EXERCISE PROMPT: Everything in the listing below from the line containing "# put a marker on the car window, one" through the line containing "# put a marker on the window, one" must be repeated exactly; the remaining lines are not wanted.

** PROVIDED RECORDS follows **

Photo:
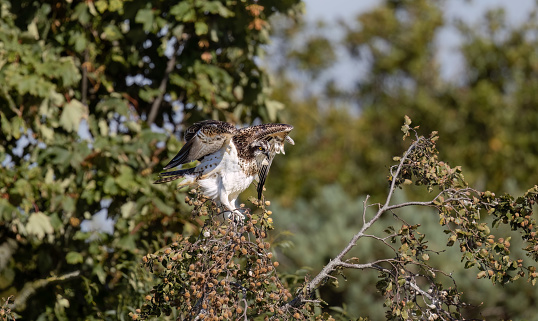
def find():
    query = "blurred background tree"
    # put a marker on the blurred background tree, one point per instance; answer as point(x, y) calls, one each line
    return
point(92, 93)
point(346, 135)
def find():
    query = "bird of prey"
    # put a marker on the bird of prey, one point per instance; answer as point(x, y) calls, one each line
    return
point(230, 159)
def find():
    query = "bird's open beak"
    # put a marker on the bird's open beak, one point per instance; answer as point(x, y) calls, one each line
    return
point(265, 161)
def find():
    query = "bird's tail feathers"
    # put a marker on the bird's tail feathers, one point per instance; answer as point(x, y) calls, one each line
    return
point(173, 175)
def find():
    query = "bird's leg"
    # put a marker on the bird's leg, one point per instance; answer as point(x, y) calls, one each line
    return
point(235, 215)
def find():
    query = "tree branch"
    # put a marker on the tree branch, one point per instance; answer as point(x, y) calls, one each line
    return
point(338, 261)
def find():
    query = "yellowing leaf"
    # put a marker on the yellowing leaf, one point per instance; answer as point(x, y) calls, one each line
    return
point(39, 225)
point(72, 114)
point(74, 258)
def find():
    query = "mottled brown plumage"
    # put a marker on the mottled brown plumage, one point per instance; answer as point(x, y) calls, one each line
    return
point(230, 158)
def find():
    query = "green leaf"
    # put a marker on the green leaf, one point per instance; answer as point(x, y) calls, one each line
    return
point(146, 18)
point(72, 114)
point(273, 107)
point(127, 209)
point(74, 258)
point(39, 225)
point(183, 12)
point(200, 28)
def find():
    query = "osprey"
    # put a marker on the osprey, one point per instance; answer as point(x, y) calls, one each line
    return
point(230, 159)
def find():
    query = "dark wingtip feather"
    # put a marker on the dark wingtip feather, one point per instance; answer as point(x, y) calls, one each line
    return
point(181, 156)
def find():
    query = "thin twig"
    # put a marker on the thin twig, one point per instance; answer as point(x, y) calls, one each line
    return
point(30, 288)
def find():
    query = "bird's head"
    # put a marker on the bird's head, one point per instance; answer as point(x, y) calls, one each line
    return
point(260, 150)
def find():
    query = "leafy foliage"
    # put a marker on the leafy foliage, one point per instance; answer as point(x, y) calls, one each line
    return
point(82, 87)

** End of PROVIDED RECORDS **
** PROVIDED RECORDS follows **

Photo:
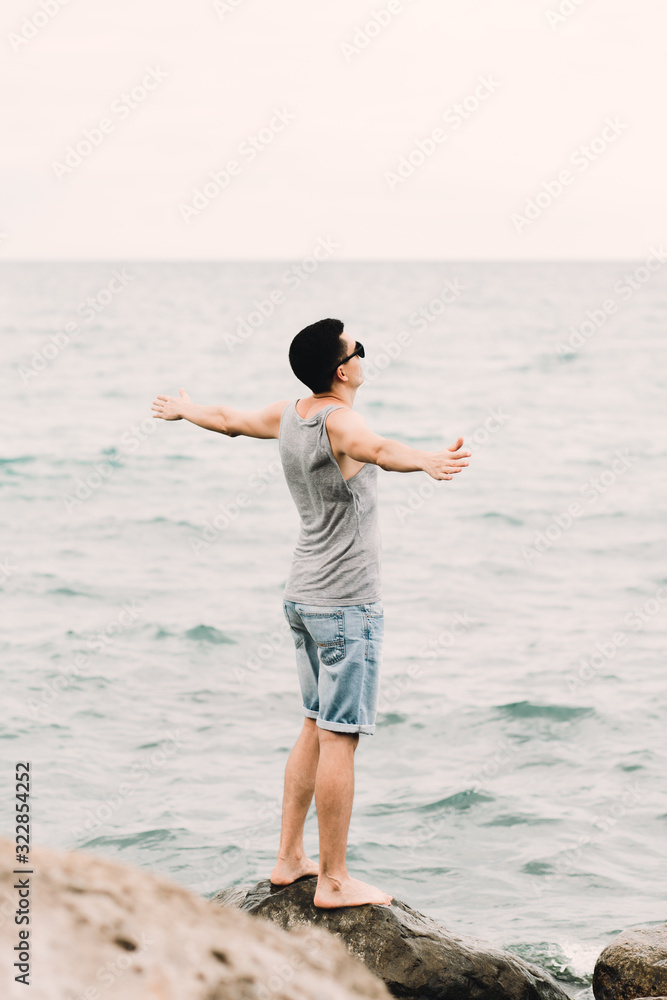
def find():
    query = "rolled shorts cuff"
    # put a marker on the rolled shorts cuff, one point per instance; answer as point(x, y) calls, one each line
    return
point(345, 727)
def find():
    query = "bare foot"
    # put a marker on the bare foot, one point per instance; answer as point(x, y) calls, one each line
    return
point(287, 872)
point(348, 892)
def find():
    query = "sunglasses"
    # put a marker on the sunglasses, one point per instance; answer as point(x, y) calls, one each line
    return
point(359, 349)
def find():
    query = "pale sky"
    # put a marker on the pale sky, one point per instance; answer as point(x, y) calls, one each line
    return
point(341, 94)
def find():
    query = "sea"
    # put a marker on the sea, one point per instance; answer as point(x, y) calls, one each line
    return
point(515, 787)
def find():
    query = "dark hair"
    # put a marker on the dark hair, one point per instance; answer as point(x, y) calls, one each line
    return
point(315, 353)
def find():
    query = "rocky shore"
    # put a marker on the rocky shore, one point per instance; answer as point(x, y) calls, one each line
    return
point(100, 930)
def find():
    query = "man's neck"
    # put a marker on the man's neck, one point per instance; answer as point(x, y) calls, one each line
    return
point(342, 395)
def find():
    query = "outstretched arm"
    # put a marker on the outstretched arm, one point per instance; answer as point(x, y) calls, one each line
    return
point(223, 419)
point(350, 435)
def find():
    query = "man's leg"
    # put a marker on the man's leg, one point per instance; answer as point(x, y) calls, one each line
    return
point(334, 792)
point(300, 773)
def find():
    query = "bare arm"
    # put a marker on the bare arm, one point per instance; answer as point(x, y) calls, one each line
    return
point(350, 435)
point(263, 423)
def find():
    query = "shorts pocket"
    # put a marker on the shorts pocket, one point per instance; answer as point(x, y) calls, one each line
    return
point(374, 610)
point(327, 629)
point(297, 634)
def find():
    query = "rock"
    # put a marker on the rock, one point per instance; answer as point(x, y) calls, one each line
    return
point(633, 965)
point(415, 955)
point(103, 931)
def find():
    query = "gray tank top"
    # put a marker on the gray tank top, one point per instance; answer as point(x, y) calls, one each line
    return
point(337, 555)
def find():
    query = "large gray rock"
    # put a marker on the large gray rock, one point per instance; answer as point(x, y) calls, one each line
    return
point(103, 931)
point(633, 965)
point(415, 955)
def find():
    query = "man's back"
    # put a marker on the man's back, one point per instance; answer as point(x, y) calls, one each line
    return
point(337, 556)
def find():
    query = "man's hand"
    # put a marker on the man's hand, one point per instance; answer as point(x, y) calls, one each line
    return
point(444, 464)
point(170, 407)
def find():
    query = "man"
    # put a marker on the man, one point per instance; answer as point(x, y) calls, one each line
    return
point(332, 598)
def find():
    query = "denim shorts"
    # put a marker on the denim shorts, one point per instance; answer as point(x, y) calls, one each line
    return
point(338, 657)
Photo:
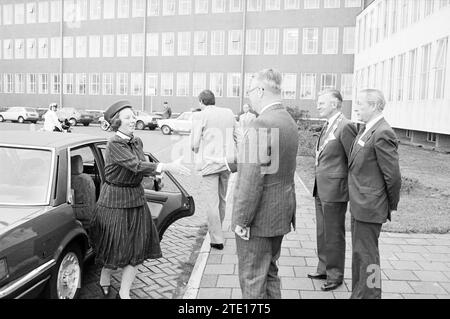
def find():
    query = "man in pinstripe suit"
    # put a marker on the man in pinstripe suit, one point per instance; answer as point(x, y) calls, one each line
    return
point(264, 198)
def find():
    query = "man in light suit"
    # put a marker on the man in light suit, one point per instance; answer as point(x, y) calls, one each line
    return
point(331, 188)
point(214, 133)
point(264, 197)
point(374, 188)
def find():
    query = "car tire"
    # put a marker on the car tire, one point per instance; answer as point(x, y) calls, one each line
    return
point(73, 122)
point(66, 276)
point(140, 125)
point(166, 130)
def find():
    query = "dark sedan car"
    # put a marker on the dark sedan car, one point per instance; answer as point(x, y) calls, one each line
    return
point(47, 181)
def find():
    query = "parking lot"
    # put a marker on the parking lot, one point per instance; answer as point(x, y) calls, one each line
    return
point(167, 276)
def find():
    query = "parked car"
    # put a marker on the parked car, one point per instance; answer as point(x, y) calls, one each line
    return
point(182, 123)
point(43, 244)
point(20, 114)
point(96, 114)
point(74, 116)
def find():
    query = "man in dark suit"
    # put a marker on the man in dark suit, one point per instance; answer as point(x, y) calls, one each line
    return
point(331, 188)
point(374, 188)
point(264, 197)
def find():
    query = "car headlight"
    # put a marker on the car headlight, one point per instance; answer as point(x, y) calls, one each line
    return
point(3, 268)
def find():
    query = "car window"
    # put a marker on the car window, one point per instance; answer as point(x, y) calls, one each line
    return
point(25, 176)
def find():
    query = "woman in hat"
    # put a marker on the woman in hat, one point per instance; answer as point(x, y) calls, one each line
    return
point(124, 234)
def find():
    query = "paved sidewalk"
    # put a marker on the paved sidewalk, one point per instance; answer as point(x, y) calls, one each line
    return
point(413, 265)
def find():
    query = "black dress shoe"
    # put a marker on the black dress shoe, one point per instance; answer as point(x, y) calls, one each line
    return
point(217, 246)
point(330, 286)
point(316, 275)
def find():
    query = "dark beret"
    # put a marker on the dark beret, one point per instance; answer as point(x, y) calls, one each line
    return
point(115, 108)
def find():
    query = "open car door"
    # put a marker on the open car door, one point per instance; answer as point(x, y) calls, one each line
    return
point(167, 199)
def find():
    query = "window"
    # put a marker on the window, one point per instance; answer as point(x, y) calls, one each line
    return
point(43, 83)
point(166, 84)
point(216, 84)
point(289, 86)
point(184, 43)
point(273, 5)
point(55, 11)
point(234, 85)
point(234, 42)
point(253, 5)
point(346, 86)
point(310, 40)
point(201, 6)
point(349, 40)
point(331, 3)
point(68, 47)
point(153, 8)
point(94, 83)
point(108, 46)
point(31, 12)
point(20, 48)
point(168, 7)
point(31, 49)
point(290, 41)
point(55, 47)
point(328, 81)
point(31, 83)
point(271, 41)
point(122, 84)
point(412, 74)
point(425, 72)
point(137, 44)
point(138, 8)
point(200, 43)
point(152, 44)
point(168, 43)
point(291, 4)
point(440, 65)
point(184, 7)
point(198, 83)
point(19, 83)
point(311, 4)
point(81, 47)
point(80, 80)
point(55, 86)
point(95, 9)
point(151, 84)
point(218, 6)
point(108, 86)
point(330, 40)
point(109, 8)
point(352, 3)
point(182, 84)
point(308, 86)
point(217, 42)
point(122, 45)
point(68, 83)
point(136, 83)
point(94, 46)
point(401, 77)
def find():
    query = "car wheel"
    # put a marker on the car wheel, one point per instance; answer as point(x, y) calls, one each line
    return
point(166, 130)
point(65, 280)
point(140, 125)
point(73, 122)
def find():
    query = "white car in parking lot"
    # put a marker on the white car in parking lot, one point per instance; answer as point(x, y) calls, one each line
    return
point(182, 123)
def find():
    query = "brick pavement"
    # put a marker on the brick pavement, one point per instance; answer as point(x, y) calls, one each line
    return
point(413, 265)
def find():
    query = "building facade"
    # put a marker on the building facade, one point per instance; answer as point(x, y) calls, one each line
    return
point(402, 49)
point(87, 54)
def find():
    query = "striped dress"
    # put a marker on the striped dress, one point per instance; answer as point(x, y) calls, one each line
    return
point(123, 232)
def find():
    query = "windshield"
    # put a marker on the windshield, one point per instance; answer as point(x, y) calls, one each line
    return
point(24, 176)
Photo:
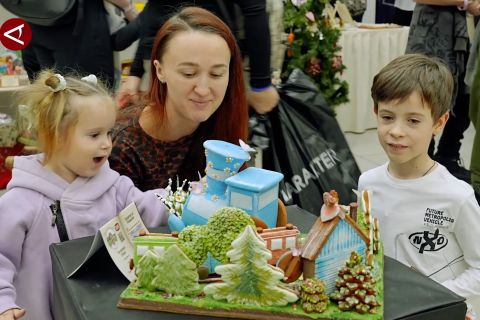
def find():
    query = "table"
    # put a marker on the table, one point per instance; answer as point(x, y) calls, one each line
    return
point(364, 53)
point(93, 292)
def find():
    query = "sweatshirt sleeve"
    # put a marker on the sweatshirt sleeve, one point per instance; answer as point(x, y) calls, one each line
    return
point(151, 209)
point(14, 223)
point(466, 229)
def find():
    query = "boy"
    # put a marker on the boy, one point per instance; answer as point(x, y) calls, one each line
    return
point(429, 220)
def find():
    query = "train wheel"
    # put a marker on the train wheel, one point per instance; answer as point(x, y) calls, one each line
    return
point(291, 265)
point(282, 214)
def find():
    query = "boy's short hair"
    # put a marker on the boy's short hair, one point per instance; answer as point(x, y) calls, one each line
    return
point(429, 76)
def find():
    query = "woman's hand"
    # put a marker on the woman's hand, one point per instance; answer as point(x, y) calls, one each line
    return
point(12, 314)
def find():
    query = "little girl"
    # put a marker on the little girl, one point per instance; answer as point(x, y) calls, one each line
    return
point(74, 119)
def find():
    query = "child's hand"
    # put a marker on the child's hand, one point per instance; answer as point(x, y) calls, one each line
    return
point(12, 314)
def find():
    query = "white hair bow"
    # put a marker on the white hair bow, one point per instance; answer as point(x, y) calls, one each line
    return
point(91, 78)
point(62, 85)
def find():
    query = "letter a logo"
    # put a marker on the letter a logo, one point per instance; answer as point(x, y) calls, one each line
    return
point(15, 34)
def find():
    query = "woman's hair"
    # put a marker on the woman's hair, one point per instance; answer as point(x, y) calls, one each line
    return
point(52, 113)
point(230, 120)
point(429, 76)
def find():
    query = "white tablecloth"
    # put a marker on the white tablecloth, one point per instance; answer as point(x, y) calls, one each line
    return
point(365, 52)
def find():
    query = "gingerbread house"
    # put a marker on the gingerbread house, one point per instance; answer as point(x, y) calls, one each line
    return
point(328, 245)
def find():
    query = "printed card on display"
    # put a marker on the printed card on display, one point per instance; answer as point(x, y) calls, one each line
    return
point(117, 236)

** End of PROVIDED RECORDS **
** PROVIDED RECORDS follows **

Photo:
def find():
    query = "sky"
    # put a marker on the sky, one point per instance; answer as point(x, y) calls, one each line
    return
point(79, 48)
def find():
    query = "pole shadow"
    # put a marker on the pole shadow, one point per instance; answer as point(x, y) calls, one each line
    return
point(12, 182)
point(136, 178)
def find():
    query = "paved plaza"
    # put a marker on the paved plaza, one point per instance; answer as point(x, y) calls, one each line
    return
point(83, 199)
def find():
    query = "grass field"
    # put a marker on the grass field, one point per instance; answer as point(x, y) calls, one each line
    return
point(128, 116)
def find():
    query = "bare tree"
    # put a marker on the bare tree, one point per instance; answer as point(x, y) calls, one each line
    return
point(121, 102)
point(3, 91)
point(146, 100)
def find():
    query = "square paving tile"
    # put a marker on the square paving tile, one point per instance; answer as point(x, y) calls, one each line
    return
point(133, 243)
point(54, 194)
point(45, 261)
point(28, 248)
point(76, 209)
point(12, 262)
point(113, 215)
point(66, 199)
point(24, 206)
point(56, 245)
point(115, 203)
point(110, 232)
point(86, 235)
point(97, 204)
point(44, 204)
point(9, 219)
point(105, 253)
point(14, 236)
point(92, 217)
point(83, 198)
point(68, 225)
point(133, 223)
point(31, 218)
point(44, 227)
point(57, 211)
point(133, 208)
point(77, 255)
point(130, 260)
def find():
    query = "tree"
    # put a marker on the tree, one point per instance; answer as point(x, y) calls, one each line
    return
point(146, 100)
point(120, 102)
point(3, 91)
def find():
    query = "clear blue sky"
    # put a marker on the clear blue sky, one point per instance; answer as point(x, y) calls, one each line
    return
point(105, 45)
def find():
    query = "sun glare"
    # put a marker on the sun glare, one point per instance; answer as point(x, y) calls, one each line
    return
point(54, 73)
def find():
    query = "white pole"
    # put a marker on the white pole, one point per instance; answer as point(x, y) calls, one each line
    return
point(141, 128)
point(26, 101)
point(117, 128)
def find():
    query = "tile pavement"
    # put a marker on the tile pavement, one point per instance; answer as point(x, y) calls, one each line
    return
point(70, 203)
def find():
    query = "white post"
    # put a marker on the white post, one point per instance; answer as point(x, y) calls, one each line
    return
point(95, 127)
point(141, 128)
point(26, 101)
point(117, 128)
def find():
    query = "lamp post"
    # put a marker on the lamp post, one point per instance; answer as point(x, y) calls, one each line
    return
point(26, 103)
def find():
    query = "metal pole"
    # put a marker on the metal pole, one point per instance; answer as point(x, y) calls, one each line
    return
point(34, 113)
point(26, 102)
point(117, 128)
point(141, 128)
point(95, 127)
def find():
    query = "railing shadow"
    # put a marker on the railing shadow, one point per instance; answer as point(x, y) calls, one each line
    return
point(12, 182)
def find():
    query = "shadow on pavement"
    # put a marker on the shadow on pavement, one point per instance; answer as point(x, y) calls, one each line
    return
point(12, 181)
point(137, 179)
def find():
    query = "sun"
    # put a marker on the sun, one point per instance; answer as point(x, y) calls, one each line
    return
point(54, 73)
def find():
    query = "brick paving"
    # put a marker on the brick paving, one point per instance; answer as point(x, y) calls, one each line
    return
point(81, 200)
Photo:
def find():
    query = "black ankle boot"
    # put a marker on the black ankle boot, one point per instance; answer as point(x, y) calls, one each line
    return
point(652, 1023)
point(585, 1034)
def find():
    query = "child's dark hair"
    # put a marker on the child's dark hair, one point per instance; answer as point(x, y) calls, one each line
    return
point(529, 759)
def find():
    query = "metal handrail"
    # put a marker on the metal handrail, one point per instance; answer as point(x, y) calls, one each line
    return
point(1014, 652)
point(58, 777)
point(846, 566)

** End of PROVIDED RECORDS **

ANSWER TO THIS TASK:
    # put a marker on the car window, one point per instance; answer as point(x, y) calls, one each line
    return
point(25, 176)
def find():
    query = "woman in hat"
    # put a marker on the woman in hat, one point per instance; answer as point(x, y) calls, one each line
    return
point(124, 234)
def find():
    query = "paved sidewalk"
    # put a marker on the paved sidewalk, one point per instance; answer as point(x, y) calls, one each line
    return
point(413, 265)
def find():
    query = "black dress shoe"
    # put a marker on the black dress shoe, one point per instance; answer as point(x, y) calls, one each line
    return
point(217, 246)
point(330, 286)
point(316, 275)
def find():
    query = "dark beret"
    # put a marker on the dark beret, one point per instance; answer as point(x, y) calls, one each line
    return
point(115, 108)
def find():
    query = "open car door"
    # put a marker on the open car door, one point per instance; answer as point(x, y) calls, one each line
    return
point(167, 199)
def find():
    query = "window"
    # put a marker on the window, one point per instance; answer as point(x, y) calls, one each line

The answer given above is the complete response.